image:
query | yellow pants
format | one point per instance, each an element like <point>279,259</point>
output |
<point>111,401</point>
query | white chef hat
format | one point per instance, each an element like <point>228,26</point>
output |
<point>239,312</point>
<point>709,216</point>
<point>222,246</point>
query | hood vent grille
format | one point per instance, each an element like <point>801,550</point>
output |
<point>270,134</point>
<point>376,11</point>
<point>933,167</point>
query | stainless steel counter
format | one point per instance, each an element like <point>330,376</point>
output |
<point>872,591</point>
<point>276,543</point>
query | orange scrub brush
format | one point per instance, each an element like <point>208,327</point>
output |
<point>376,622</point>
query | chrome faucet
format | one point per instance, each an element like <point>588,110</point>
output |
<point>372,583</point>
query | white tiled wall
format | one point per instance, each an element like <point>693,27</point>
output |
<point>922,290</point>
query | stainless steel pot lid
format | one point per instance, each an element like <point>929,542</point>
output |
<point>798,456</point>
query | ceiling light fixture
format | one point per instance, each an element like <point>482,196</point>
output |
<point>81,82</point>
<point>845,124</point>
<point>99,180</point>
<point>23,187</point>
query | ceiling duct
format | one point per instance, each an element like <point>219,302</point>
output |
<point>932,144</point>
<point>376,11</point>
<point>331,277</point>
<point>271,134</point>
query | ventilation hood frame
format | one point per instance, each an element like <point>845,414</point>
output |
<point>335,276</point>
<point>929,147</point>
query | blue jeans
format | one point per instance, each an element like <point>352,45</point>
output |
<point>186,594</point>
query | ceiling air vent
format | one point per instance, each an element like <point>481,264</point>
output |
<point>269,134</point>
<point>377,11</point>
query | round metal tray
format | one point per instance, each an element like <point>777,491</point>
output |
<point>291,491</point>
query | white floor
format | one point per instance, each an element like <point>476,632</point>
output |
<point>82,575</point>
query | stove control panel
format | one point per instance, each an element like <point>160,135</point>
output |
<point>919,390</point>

# # # # #

> **About this exercise**:
Transcribe all of the data above, keeping each line exactly as it stands.

> **Exercise solution**:
image:
query | yellow pants
format | one point per instance, each an element like <point>279,259</point>
output |
<point>111,401</point>
query | white chef hat
format | one point per instance, each an element like <point>228,26</point>
output |
<point>239,312</point>
<point>709,216</point>
<point>222,246</point>
query | hood vent grille
format | one point per instance, each an element like <point>801,550</point>
output |
<point>270,134</point>
<point>376,11</point>
<point>933,167</point>
query | stainless steel counter
format | one point per instance, each an element like <point>330,376</point>
output |
<point>872,591</point>
<point>276,543</point>
query | orange scrub brush
format | one point per instance, each an element like <point>208,327</point>
output |
<point>376,622</point>
query | chrome faucet
format | one point per instance, each an element like <point>588,110</point>
output |
<point>372,583</point>
query | white tiled wall
format | one point per instance, each an element like <point>693,27</point>
output |
<point>922,290</point>
query | stainless steel pot lid
format | one point per instance, each an element like <point>929,542</point>
output |
<point>798,456</point>
query | ceiling light fixture
format | one point per instance, each an element like <point>482,196</point>
output |
<point>81,82</point>
<point>845,124</point>
<point>99,180</point>
<point>23,187</point>
query | ceiling duct
format | one point per instance, each an element like <point>219,302</point>
output |
<point>932,144</point>
<point>376,11</point>
<point>331,277</point>
<point>271,134</point>
query | ventilation hood frame
format | one point per instance, each an element like <point>845,414</point>
output |
<point>335,276</point>
<point>929,147</point>
query | blue jeans
format | one point per instance, each an element like <point>352,45</point>
output |
<point>186,594</point>
query | ceiling air vent
format | one point per instance, each an element like <point>481,264</point>
output |
<point>269,134</point>
<point>377,11</point>
query | round metal tray
format | one point per instance, each an element like <point>777,491</point>
output |
<point>291,491</point>
query | white floor
format | one point per instance, each an element like <point>476,632</point>
output |
<point>82,575</point>
query | stove control panel
format | one point per instance, each an element like <point>160,135</point>
output |
<point>919,390</point>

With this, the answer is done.